The federal government has run a budget deficit every year since 2000, forcing it to borrow money and add to a national debt that now sits at $31.4 trillion. The Committee for a Responsible Federal Budget recently estimated that it would require $14.6 trillion in deficit reduction to balance the budget over the next decade.
House Speaker Kevin McCarthy has called the president’s refusal to negotiate on spending cuts “childish.” On Tuesday, a spokesman for Mr. McCarthy did not return a request for comment about the president’s accusation that Republicans were poised to propose deep cuts to the Affordable Care Act and Medicaid.
On Tuesday, Mr. Biden said that Mr. McCarthy was “not a bad guy,” but called on the speaker and other Republicans to release a budget plan on the same day Mr. Biden releases his: “We can agree and we can disagree, and we can fight it out.”
The United States, which borrows huge sums to help pay for everything from military salaries to Social Security benefits, hit its $31.4 trillion borrowing cap on Jan. 19. Since then, the Treasury Department has been employing what are known as extraordinary measures to ensure that the government has enough to pay what it owes, including payments to bondholders.
A Washington think tank warned last week that the United States faces a default sometime this summer or early fall if Congress does not raise or suspend the debt ceiling.
“They voted three times to keep paying America’s bills to pay the debt without preconditions, without crisis,” Mr. Biden said, a reference to Republicans voting to raise the debt limit under Mr. Trump. “If they paid the American debt then, then why in God’s name are they threatening not to pay it now?”
Republicans have yet to release a specific plan to balance the budget, which has left room for the president to go on the offensive and portray the party as extreme. Mr. Biden has argued that lawmakers must raise the cap to fund obligations that Congress — including Republicans — have already approved.
In Virginia Beach, the president also warned that Republicans seeking to cut into Medicaid entitlements run the risk of dismantling an already fragile rural hospital system. The Affordable Care Act’s Medicaid expansion has provided some $12 billion to hospitals, many of them rural, and three-fourths of hospital closures have occurred in states that have not expanded Medicaid benefits, according to figures released by the White House.
“Communities depend on these hospitals,” Mr. Biden said. “Not getting Medicaid would shut many of them down.”
Mr. Biden on Tuesday mentioned a budget plan by Russell Vought, a former senior Trump administration official, that has been referenced by Republicans as they hash out their budget priorities. Mr. Vought, who did not respond to a request for comment on Tuesday, leads a Trump-aligned think tank called The Center for Renewing America. He recently released a budget plan that would slash Medicaid coverage and cull $600 billion from the Affordable Care Act.
On Monday, Representative Jodey C. Arrington, Republican of Texas and the chairman of the House Budget Committee, told Reuters that lawmakers were reviewing items “consistent” with what is in Mr. Vought’s plan. A press secretary for Mr. Arrington did not return a request for comment.

::::

### Activity list:
**1.** According to the debt ceiling article, on what date did the United States reach its $31.4 trillion borrowing cap?
**2.** Print everything in the debt ceiling article from "The federal government" down to "Act and Medicaid.".
The entries that follow have no connection to the debt ceiling article.

### Records:
::::

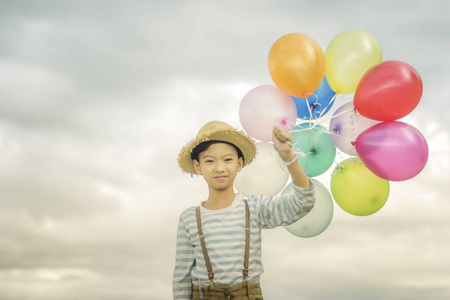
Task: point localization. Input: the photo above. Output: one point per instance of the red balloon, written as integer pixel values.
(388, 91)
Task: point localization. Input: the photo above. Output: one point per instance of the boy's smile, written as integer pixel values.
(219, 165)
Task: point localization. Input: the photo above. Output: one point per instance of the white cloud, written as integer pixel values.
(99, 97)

::::

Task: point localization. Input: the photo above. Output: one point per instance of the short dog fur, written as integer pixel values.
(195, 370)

::::

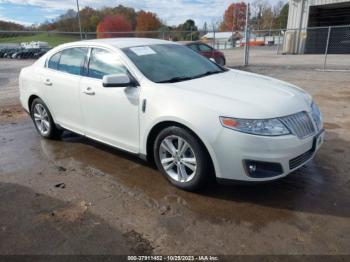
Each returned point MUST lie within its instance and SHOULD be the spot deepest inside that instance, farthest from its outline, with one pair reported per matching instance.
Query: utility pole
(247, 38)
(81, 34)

::::

### Expected responses:
**1.** Jan. 19

**2.**
The federal government has run a budget deficit every year since 2000, forcing it to borrow money and add to a national debt that now sits at $31.4 trillion. The Committee for a Responsible Federal Budget recently estimated that it would require $14.6 trillion in deficit reduction to balance the budget over the next decade.
House Speaker Kevin McCarthy has called the president’s refusal to negotiate on spending cuts “childish.” On Tuesday, a spokesman for Mr. McCarthy did not return a request for comment about the president’s accusation that Republicans were poised to propose deep cuts to the Affordable Care Act and Medicaid.